— start of Material for this task —
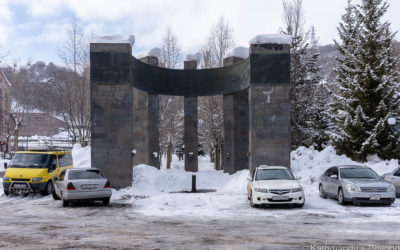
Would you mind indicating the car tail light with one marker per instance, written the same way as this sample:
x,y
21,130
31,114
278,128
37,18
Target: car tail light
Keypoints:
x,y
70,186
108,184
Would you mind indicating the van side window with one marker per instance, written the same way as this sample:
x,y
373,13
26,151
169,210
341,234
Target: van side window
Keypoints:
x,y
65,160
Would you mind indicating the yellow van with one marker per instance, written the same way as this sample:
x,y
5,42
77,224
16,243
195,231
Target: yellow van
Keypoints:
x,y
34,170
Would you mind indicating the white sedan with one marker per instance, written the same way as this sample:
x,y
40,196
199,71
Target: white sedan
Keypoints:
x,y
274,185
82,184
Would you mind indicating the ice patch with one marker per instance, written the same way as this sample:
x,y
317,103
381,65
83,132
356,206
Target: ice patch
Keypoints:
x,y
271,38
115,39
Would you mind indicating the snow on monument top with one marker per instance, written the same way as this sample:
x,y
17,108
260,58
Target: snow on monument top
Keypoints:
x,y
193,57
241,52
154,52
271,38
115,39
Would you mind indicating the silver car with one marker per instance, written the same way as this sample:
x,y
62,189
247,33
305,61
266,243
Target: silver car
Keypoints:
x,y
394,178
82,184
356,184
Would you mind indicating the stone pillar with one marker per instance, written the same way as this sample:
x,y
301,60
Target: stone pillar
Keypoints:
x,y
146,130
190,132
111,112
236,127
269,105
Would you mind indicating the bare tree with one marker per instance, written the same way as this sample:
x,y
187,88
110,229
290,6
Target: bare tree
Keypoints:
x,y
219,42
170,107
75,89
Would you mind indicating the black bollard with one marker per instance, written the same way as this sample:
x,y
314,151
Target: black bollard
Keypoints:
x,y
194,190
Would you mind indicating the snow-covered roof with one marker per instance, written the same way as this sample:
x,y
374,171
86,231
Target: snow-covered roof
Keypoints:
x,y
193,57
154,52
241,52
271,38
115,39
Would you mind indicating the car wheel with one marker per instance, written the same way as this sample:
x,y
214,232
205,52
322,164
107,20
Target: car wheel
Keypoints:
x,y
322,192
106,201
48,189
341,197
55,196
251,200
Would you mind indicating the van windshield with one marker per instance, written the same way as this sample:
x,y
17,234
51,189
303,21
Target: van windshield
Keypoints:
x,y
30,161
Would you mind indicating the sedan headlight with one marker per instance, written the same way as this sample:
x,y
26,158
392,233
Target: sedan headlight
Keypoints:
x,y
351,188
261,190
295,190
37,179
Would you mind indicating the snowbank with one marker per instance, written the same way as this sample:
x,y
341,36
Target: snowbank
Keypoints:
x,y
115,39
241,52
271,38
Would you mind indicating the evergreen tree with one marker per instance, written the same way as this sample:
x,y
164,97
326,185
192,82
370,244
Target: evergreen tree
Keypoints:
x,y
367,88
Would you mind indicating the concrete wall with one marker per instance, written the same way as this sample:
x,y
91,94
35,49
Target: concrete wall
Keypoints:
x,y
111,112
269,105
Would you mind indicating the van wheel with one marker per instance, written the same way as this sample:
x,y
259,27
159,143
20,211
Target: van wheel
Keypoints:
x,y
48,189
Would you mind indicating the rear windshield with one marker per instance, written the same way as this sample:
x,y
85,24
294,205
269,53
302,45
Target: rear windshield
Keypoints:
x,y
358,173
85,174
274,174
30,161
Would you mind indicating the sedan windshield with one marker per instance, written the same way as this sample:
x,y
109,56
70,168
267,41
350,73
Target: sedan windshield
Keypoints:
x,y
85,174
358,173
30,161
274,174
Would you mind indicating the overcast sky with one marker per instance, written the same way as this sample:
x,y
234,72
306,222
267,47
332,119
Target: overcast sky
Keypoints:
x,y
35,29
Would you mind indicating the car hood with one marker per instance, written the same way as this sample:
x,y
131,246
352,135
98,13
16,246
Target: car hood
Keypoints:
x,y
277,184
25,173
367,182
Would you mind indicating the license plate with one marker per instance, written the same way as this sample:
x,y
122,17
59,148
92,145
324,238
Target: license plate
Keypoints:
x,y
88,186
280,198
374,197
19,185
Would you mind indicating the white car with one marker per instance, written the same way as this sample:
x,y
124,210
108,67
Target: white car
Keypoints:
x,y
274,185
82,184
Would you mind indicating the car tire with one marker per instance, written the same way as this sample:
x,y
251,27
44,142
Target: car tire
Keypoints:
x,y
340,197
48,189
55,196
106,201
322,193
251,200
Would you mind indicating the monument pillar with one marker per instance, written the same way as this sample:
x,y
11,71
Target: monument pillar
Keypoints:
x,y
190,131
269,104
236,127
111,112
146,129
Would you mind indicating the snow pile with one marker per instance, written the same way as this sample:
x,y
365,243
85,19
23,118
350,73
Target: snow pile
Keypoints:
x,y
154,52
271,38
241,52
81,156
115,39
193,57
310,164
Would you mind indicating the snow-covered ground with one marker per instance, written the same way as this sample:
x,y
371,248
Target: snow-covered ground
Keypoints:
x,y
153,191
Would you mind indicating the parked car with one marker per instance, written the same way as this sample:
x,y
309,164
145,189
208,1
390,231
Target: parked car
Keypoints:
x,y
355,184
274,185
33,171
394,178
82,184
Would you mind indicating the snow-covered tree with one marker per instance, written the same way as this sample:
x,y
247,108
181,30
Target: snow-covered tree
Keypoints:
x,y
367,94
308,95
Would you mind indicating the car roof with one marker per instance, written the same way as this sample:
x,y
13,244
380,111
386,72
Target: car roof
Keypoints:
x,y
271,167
— end of Material for this task —
— start of Material for this task —
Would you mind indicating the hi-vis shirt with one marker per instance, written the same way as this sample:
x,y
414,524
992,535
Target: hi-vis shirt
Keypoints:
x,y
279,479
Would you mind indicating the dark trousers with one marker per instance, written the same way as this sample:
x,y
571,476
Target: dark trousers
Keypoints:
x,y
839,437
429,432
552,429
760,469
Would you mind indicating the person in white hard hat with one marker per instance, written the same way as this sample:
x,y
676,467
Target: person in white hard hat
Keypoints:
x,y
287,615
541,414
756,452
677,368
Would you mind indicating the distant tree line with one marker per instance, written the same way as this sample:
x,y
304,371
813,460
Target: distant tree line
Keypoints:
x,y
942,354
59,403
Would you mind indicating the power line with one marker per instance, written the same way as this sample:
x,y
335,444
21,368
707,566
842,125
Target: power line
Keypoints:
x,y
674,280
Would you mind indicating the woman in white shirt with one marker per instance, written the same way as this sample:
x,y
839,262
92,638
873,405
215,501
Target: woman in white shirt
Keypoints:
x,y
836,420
— end of Material for this task —
#### Instructions for the task:
Pull together every line in the material above that contains the string "headlight". Matching is case-sensitive.

#### Exercise solution:
Would you mind indicating the sedan headlight with one marker per instance, written the same way as this sample:
Target: sedan headlight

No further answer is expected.